**EXERCISE DESCRIPTION:** Find every line below that includes the word "jacket" and copy each one out.

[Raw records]
________________________________________

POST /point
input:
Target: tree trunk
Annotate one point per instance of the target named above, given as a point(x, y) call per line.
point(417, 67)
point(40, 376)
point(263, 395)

________________________________________

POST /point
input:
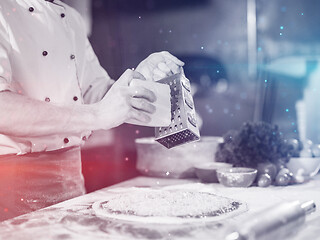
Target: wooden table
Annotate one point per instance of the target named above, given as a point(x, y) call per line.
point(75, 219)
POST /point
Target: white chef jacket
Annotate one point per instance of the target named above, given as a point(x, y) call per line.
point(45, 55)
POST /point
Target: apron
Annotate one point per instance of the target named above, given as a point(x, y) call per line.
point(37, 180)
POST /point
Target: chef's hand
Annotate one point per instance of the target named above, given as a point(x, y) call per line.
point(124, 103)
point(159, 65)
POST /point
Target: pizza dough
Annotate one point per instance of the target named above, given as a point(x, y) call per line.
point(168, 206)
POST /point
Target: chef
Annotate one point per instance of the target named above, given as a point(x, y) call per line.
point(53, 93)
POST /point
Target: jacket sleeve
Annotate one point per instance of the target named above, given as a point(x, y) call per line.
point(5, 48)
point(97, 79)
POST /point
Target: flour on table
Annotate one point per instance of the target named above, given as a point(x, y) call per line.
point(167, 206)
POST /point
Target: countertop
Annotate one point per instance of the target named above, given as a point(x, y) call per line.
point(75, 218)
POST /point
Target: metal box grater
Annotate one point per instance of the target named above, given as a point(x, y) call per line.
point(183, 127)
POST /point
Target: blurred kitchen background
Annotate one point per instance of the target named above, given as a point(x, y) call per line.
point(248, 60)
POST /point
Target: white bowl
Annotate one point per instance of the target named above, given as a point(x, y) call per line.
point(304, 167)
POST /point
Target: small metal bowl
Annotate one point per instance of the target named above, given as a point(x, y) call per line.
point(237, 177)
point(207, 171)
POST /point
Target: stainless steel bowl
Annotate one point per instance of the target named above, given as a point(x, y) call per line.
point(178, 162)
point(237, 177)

________________________________________

**EXPECTED OUTPUT:**
Target: white chef jacket
Target: jacket sleeve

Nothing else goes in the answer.